::: DATA EXCERPTS :::
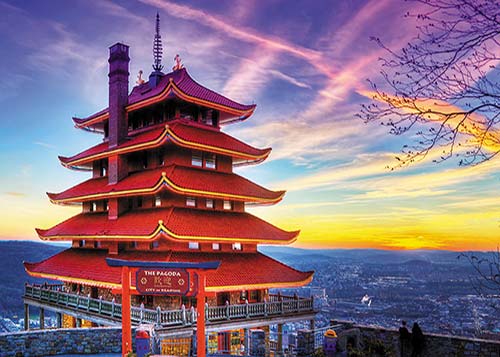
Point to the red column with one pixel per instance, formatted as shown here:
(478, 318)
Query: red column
(200, 322)
(126, 322)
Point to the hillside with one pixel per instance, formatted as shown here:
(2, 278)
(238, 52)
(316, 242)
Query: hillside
(13, 277)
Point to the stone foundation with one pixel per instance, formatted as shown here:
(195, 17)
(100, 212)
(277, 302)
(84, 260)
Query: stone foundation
(61, 341)
(435, 344)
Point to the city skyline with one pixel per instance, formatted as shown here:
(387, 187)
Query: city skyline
(307, 74)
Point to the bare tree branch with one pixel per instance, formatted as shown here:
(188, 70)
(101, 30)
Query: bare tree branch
(444, 85)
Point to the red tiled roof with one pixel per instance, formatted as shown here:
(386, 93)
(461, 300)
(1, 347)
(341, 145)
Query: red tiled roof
(180, 84)
(236, 271)
(175, 223)
(180, 132)
(178, 179)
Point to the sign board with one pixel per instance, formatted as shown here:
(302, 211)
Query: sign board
(163, 281)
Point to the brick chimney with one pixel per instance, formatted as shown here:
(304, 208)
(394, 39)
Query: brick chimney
(118, 93)
(118, 100)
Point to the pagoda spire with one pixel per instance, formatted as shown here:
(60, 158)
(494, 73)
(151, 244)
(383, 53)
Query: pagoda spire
(157, 47)
(157, 74)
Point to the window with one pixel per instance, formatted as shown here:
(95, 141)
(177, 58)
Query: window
(228, 205)
(161, 158)
(210, 160)
(210, 203)
(197, 159)
(190, 201)
(254, 295)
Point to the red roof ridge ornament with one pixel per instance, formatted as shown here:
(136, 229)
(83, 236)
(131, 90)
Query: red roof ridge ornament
(140, 80)
(178, 65)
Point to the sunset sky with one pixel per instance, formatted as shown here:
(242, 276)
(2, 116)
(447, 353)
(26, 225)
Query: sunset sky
(305, 65)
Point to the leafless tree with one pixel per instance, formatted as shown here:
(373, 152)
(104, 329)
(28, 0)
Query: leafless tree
(444, 86)
(487, 278)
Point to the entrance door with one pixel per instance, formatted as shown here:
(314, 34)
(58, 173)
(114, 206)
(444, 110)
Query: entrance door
(222, 298)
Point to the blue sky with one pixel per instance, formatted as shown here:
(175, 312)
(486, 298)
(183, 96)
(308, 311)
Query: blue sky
(303, 63)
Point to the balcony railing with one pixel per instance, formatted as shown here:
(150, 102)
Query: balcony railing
(277, 305)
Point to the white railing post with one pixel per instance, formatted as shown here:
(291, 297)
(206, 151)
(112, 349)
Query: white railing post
(158, 315)
(193, 315)
(113, 307)
(184, 316)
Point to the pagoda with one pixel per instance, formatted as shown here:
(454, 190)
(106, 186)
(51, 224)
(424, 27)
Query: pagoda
(163, 190)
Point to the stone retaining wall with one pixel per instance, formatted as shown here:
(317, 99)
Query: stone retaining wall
(435, 344)
(61, 341)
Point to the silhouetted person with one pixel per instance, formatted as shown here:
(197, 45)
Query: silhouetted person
(417, 340)
(404, 338)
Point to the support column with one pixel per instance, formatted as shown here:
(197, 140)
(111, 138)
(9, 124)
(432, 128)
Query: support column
(42, 318)
(59, 319)
(201, 343)
(279, 346)
(26, 317)
(126, 322)
(246, 341)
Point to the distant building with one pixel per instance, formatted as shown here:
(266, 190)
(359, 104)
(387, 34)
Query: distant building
(163, 189)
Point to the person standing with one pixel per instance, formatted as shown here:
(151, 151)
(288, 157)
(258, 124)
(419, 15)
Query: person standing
(417, 340)
(404, 339)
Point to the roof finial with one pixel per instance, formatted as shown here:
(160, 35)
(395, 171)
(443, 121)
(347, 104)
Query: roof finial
(178, 65)
(157, 47)
(140, 80)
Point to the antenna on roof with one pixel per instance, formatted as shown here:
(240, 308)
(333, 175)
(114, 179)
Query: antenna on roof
(157, 47)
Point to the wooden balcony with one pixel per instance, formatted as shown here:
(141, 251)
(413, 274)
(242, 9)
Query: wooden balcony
(276, 310)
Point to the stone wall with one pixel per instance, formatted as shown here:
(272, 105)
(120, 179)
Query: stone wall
(435, 344)
(61, 341)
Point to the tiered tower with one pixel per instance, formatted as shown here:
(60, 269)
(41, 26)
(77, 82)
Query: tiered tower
(163, 189)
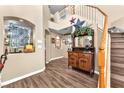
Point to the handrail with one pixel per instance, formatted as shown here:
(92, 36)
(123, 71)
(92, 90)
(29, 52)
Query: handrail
(101, 52)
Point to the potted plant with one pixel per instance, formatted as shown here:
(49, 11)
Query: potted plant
(82, 31)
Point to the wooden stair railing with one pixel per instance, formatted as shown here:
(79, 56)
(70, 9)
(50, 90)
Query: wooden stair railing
(99, 18)
(101, 55)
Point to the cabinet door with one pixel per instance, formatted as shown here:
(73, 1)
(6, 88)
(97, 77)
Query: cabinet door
(85, 62)
(72, 59)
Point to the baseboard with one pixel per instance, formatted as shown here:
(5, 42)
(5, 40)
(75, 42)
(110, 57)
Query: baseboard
(21, 77)
(56, 58)
(47, 62)
(96, 72)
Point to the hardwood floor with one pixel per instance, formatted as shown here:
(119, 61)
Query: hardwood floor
(57, 75)
(117, 60)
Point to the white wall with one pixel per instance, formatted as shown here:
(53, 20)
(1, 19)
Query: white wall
(20, 64)
(55, 52)
(119, 23)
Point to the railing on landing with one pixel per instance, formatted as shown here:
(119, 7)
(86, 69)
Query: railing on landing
(99, 18)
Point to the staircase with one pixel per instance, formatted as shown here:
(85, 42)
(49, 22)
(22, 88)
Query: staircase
(97, 17)
(117, 60)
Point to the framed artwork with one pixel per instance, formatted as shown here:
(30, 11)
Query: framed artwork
(18, 34)
(58, 42)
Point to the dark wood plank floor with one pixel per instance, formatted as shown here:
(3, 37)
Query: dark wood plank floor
(117, 60)
(57, 75)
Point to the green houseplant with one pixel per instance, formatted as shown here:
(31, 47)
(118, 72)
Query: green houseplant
(82, 31)
(87, 30)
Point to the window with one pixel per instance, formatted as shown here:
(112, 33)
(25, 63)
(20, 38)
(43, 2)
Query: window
(18, 35)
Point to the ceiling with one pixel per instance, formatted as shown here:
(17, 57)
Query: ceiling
(64, 31)
(114, 12)
(55, 8)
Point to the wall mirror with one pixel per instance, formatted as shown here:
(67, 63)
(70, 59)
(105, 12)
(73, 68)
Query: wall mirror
(58, 42)
(19, 35)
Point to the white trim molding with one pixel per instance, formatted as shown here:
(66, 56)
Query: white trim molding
(96, 72)
(56, 58)
(22, 77)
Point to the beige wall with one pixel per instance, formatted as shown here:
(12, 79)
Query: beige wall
(119, 23)
(52, 51)
(20, 64)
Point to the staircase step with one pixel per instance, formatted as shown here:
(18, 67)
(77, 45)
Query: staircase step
(115, 59)
(117, 45)
(117, 77)
(116, 83)
(117, 51)
(117, 55)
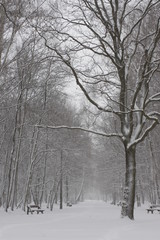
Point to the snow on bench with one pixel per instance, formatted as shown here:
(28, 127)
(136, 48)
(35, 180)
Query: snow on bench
(153, 208)
(34, 208)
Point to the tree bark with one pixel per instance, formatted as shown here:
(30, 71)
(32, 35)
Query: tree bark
(129, 190)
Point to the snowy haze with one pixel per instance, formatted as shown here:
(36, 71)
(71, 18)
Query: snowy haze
(91, 220)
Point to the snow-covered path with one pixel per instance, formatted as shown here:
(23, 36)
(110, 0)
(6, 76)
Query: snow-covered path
(92, 220)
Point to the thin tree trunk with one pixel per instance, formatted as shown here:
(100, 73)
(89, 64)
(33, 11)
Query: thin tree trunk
(129, 190)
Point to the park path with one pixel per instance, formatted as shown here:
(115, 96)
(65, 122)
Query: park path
(91, 220)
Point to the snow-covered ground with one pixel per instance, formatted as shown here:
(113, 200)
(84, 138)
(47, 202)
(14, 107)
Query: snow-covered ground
(91, 220)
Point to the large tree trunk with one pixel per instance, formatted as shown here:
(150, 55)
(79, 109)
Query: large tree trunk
(129, 190)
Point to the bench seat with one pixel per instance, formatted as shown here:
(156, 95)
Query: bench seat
(34, 208)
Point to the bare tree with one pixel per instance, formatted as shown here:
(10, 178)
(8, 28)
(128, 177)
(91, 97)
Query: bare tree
(114, 60)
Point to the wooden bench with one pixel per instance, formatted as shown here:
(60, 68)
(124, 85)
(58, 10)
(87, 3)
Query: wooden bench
(153, 208)
(34, 208)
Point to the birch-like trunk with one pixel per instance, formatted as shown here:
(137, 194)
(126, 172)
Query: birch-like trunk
(129, 190)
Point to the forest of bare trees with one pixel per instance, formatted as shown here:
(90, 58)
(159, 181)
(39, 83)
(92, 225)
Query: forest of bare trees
(53, 151)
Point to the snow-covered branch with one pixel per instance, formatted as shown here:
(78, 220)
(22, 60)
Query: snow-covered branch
(119, 135)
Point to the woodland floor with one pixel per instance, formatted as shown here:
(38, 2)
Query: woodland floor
(91, 220)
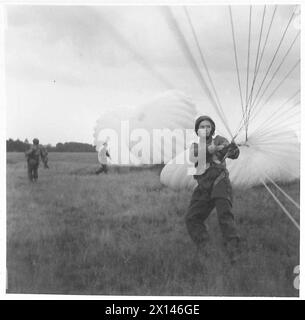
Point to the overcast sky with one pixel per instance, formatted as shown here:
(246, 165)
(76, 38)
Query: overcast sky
(66, 64)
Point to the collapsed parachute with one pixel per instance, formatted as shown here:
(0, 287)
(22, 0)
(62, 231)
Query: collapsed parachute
(261, 159)
(145, 134)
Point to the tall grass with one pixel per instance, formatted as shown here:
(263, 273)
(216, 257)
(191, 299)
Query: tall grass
(124, 234)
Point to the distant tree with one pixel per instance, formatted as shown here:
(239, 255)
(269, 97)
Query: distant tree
(19, 146)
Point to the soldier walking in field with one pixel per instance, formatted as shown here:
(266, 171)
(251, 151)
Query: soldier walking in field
(214, 187)
(33, 156)
(103, 156)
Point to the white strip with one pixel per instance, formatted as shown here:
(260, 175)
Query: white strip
(283, 208)
(284, 193)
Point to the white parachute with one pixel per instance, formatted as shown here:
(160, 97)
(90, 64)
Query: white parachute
(145, 134)
(261, 159)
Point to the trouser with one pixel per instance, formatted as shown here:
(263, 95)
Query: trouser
(198, 212)
(102, 168)
(32, 171)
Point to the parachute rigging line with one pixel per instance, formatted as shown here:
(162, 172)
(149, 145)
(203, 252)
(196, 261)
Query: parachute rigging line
(204, 61)
(193, 64)
(284, 193)
(282, 81)
(276, 124)
(281, 205)
(249, 47)
(276, 112)
(275, 54)
(255, 74)
(249, 97)
(236, 59)
(276, 71)
(270, 65)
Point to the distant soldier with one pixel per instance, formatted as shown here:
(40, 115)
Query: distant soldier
(103, 156)
(33, 156)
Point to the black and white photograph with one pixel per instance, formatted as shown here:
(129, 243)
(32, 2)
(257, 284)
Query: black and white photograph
(152, 150)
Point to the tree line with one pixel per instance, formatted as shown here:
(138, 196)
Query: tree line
(22, 146)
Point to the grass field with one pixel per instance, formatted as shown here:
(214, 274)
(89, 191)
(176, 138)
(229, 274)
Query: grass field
(124, 234)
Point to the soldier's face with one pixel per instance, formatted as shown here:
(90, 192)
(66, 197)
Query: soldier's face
(205, 127)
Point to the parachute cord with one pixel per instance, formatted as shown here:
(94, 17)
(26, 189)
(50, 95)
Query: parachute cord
(246, 121)
(266, 39)
(277, 123)
(194, 65)
(281, 82)
(248, 58)
(276, 112)
(281, 205)
(204, 61)
(276, 71)
(284, 193)
(255, 73)
(236, 60)
(274, 56)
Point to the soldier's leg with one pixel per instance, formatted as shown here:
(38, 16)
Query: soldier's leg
(105, 168)
(35, 173)
(197, 213)
(30, 172)
(99, 170)
(226, 219)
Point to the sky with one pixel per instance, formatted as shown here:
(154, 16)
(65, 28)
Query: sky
(65, 65)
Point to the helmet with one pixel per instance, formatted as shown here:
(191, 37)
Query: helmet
(202, 118)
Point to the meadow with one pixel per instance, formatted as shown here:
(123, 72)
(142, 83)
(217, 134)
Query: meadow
(124, 234)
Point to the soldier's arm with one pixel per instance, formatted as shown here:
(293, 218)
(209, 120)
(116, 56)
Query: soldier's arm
(233, 151)
(193, 153)
(28, 152)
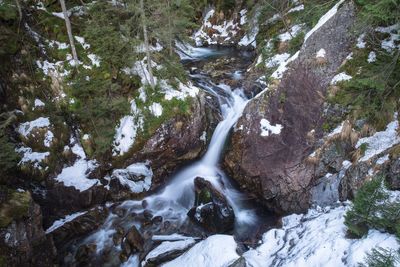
:::
» **TO DO**
Retype exactly the span of lines from the one with "Point to the pagoda spire" through the one with "Point to the leafless"; include both ends and omit the rest of the material.

» **ANSWER TO THE EXERCISE**
Point to the pagoda spire with one pixel per instance, formatted as shown here:
(60, 158)
(494, 73)
(151, 244)
(383, 53)
Query: pagoda spire
(157, 47)
(157, 74)
Point to the window with one pixel per instance, formatted as shown here:
(95, 141)
(177, 58)
Query: window
(228, 205)
(161, 158)
(210, 160)
(210, 203)
(197, 159)
(190, 201)
(254, 295)
Point to the red roof ridge ornament with one pixel per instance, formatted as shown here:
(136, 229)
(83, 236)
(131, 90)
Query: red roof ridge ornament
(140, 80)
(178, 65)
Point to the sunset sky with one pixel per instance, formatted as shown here:
(242, 276)
(2, 116)
(447, 353)
(26, 225)
Query: sunset sky
(305, 65)
Point to the leafless tree with one pixel per instance, formatted as shown here:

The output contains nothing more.